▶ [Fragmento proporcionado]:
··········

PRIMERA PARTE | Baltazar “Pelé” Zapata: las memorias de un exmundialista
En esta segunda parte de sus memorias relata cómo se enfrentó de tú a tú con Diego Armando Maradona, así como las alegrías y sinsabores de la mejor generación en la historia del fútbol salvadoreño.
Justo después de recibir la peor goleada en la historia de los mundiales, teníamos que enfrentar a los campeones: sí, a la Argentina de Kempes, Pasarella y Maradona. Sí, tuve que marcar al mejor de todos. Desde esa edad era habilidoso y corpulento, tanto así que en una disputa cuerpo a cuerpo me mandó a rodar por el césped. Con todas sus figuras, no no nos pudieron golear; el haber perdido solo 2-0 comprobó que el partido contra Hungría fue una dolorosa casualidad.
Desde el momento en que salimos a jugar contra los albicelestes sabíamos la mayor virtud del equipo era su determinación y entrega en el campo. Si no juzgue usted a continuación el proceso previo al mundial que, por cierto, por poco me pierdo.
El hexagonal rumbo a Argentina 78 fue muy complicado. Para casi todos los partidos nos llamaban una semana antes y no había preparación. Íbamos con lo que teníamos a pelearle el boleto a la poderosa selección de México. Y le ganamos en el estadio de Monterrey, 2 a 1. Pero a largo plazo encarar los partidos a la buena de Dios nos pasó factura.
Pero aun así quedamos de tercer lugar, solo detrás de Haití y los mexicanos. Yo supe que habría revancha en la eliminatoria siguiente porque se consolidó un grupo humano y una generación dorada de futbolistas: la de España 82.
Yo no estuve en ese hexagonal en Honduras, los técnicos no me llamaron. Todavía estoy preguntándome por qué. Veía los partidos por televisión y me daban ganas de estar ahí, meterme a la cancha. Me sentaba en el sillón para ver a la selecta y pasaba pateando, como si fuera uno más.

··········

[Filas del conjunto de datos sobre la ubicación de objetos]
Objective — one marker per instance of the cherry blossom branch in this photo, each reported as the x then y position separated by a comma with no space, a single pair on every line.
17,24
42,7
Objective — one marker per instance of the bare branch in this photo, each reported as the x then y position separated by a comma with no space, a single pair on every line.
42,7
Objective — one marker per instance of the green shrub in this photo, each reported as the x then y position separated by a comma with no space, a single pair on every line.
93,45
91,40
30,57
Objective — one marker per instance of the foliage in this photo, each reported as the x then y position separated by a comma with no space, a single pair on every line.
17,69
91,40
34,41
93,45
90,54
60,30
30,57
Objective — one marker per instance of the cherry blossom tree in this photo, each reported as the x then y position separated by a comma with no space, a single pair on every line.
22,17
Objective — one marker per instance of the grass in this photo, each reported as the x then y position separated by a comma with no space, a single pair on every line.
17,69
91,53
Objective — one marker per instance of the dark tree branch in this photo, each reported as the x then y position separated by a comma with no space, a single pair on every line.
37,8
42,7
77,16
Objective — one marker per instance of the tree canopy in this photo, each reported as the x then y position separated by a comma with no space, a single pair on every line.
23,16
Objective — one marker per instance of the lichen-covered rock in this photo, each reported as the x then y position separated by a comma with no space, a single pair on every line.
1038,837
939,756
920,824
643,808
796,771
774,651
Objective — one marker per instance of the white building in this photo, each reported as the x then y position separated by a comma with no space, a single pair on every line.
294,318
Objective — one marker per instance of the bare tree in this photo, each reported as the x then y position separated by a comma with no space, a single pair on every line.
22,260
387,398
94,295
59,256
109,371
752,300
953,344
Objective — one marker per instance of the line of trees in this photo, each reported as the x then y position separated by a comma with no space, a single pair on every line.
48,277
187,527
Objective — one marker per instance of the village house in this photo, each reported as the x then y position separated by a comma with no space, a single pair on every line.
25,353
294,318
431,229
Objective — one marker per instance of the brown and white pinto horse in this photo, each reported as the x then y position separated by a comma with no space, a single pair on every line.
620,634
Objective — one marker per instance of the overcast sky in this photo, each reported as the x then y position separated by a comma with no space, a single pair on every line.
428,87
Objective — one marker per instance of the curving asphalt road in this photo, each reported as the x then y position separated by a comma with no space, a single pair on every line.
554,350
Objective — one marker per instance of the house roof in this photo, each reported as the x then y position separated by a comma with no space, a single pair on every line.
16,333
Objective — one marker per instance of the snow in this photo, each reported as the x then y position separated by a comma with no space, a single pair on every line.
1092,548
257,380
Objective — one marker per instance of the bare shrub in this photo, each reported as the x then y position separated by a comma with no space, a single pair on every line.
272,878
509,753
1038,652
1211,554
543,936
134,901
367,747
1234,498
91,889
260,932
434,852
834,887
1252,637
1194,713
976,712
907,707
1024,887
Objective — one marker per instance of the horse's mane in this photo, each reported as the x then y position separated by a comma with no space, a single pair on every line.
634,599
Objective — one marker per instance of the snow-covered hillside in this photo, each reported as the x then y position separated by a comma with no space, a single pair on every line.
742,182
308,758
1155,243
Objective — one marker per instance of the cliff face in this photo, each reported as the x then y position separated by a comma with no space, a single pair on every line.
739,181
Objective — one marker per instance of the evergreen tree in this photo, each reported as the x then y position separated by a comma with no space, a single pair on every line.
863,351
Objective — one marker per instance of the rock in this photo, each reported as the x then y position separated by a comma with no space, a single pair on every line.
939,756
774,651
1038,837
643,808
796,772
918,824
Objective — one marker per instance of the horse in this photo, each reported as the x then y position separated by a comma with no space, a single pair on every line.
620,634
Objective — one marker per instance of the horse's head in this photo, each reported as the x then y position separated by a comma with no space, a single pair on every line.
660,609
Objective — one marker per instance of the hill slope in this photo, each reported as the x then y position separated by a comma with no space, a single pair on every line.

··········

▶ [Ejercicios propuestos]:
[1] Reescriba el tramo del fragmento proporcionado que va desde "Desde el momento" hasta "de España 82.", cambiando "albicelestes" por "argentinos".
[2] Según el fragmento proporcionado, ¿a qué selección venció el equipo en el estadio de Monterrey y con qué marcador?

▶ [Respuestas del ejercicio]:
[1]
Desde el momento en que salimos a jugar contra los argentinos sabíamos la mayor virtud del equipo era su determinación y entrega en el campo. Si no juzgue usted a continuación el proceso previo al mundial que, por cierto, por poco me pierdo.
El hexagonal rumbo a Argentina 78 fue muy complicado. Para casi todos los partidos nos llamaban una semana antes y no había preparación. Íbamos con lo que teníamos a pelearle el boleto a la poderosa selección de México. Y le ganamos en el estadio de Monterrey, 2 a 1. Pero a largo plazo encarar los partidos a la buena de Dios nos pasó factura.
Pero aun así quedamos de tercer lugar, solo detrás de Haití y los mexicanos. Yo supe que habría revancha en la eliminatoria siguiente porque se consolidó un grupo humano y una generación dorada de futbolistas: la de España 82.

[2] A México, 2 a 1.